• **WHAT THE TASK REQUIRES**: If a line holds an image, leave the image out; write out everything else in the records exactly.

• **DATA RECORDS**:
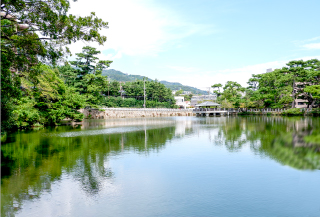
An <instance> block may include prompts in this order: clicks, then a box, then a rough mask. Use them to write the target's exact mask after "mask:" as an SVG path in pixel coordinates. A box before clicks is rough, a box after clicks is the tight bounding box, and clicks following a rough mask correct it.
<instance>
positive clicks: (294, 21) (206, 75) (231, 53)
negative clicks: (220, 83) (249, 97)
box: [70, 0, 320, 89]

• **RESPONSE FOR THIS EXERCISE**:
An <instance> block may include prompts in this order: clicks, then a box, then a rough mask. Use them to write the target's exact mask after "mask:" as an SVG path in pixel coordinates. A box before clicks is rough, a box after clicks is the tight bounding box, and clicks following a rough mask correct it.
<instance>
positive clicks: (294, 21) (206, 75) (231, 53)
negative clicks: (220, 83) (249, 97)
box: [70, 0, 320, 89]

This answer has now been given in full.